Region pointing data:
::::::::

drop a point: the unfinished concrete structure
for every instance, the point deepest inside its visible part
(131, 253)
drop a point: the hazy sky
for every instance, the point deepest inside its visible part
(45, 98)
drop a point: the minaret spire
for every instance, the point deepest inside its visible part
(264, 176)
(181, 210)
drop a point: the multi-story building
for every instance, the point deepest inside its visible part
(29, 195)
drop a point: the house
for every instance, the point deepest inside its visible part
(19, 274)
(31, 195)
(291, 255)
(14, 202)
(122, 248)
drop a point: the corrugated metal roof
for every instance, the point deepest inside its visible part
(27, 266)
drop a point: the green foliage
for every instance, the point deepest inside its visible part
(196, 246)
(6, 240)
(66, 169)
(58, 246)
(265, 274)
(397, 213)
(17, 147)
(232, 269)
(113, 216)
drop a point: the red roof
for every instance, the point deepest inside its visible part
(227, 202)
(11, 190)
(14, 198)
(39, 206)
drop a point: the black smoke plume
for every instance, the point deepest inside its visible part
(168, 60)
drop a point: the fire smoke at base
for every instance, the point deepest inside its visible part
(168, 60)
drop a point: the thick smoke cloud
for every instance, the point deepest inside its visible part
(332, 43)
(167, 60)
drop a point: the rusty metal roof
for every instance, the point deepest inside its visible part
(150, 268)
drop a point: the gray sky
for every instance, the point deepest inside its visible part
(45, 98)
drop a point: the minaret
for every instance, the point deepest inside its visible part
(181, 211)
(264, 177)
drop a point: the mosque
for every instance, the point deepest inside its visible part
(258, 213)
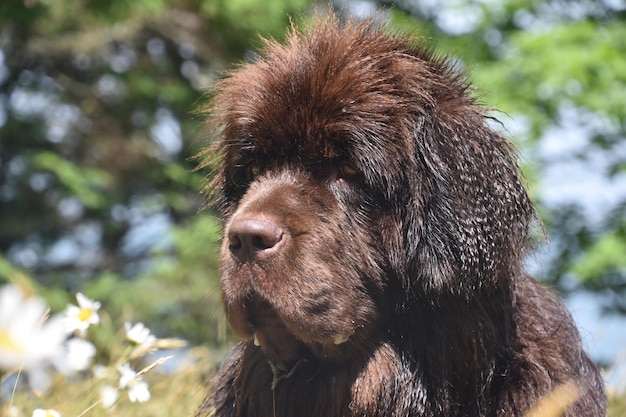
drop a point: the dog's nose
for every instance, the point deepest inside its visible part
(251, 238)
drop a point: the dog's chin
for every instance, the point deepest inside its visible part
(282, 343)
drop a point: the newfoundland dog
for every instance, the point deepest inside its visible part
(374, 234)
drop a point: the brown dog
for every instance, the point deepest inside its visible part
(374, 233)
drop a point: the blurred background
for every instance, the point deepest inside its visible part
(100, 127)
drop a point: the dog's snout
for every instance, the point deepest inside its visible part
(251, 238)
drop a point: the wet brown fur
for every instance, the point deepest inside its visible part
(405, 224)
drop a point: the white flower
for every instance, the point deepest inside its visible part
(45, 413)
(79, 318)
(27, 340)
(79, 354)
(109, 396)
(139, 334)
(137, 388)
(100, 371)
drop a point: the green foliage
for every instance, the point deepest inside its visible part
(577, 62)
(84, 183)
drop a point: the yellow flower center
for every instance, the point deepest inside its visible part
(85, 314)
(8, 343)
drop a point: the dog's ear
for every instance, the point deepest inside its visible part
(475, 215)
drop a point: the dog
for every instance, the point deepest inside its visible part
(375, 227)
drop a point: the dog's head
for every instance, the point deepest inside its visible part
(353, 163)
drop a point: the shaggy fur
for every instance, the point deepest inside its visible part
(375, 227)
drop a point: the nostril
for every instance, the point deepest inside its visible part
(250, 238)
(234, 242)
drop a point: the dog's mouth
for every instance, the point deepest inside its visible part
(259, 322)
(270, 333)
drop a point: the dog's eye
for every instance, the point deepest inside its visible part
(347, 170)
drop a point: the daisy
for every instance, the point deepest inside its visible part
(79, 318)
(28, 341)
(137, 388)
(109, 396)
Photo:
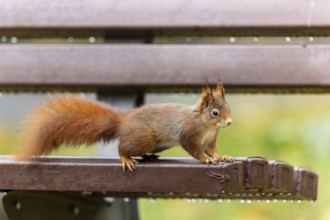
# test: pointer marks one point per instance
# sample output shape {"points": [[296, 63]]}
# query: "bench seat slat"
{"points": [[164, 66], [252, 177]]}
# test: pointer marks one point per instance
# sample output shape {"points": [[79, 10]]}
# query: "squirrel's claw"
{"points": [[209, 160], [128, 162]]}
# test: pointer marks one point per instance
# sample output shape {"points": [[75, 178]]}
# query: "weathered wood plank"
{"points": [[163, 14], [164, 66], [249, 178]]}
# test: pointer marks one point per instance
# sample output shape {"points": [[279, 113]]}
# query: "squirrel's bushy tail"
{"points": [[67, 119]]}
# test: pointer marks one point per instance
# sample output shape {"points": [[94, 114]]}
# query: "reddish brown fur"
{"points": [[67, 119]]}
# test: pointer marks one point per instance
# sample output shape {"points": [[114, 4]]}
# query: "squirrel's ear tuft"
{"points": [[220, 91], [207, 98]]}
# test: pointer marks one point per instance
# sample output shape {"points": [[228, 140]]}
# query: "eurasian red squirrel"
{"points": [[68, 119]]}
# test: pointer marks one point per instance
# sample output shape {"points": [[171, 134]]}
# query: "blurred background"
{"points": [[293, 128]]}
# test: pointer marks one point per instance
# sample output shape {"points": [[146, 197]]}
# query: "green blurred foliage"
{"points": [[292, 128]]}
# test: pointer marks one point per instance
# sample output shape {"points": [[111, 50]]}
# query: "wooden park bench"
{"points": [[122, 50]]}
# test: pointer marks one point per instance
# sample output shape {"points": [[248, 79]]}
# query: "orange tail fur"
{"points": [[67, 119]]}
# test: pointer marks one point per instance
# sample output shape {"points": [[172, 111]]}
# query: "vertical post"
{"points": [[120, 208]]}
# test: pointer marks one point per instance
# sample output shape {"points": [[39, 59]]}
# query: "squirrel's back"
{"points": [[167, 121]]}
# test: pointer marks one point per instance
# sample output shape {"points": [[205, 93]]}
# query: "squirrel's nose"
{"points": [[229, 121]]}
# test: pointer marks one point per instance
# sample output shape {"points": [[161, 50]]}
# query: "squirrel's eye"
{"points": [[215, 112]]}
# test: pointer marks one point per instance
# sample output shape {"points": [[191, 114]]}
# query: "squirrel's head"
{"points": [[213, 107]]}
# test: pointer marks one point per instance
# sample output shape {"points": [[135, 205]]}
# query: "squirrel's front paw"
{"points": [[227, 158], [209, 160]]}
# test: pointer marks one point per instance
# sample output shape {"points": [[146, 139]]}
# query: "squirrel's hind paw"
{"points": [[128, 162], [227, 158]]}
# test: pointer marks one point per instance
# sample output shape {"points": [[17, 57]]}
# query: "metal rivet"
{"points": [[76, 210], [18, 205], [91, 40], [13, 40], [3, 39], [70, 39], [232, 39]]}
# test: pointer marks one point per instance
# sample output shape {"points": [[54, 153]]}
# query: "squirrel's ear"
{"points": [[220, 91], [207, 98]]}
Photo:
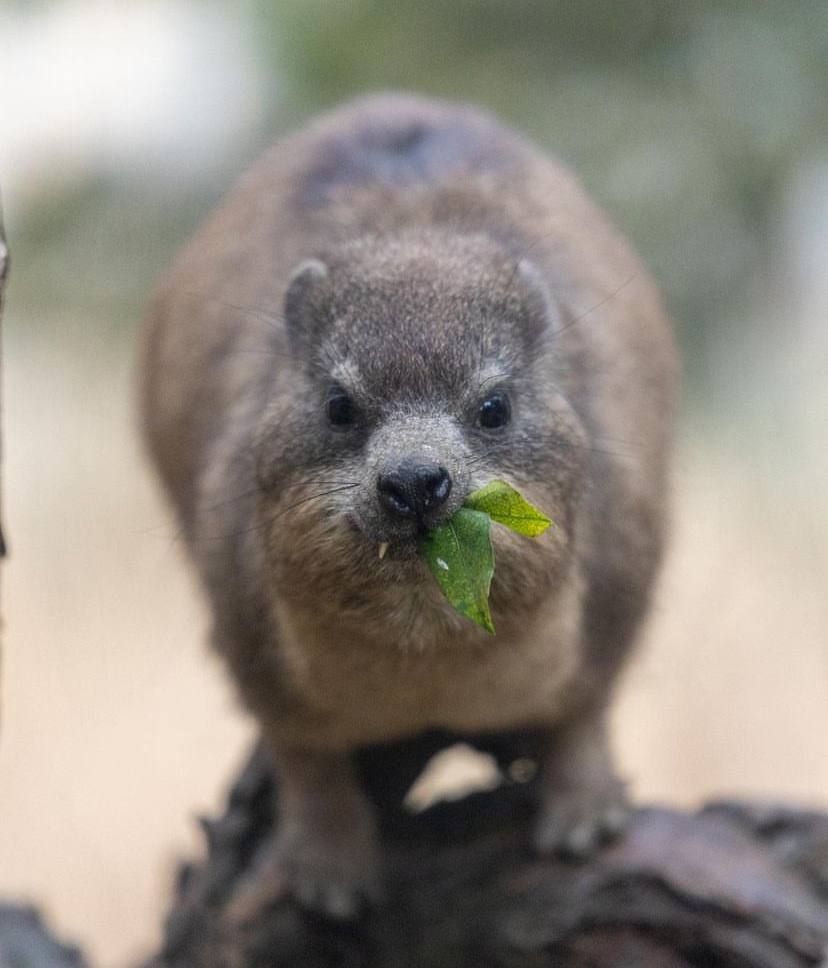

::::::::

Check how many lines in the entries contain "smoke", and reply with that number alone.

* [TASK OUTPUT] 3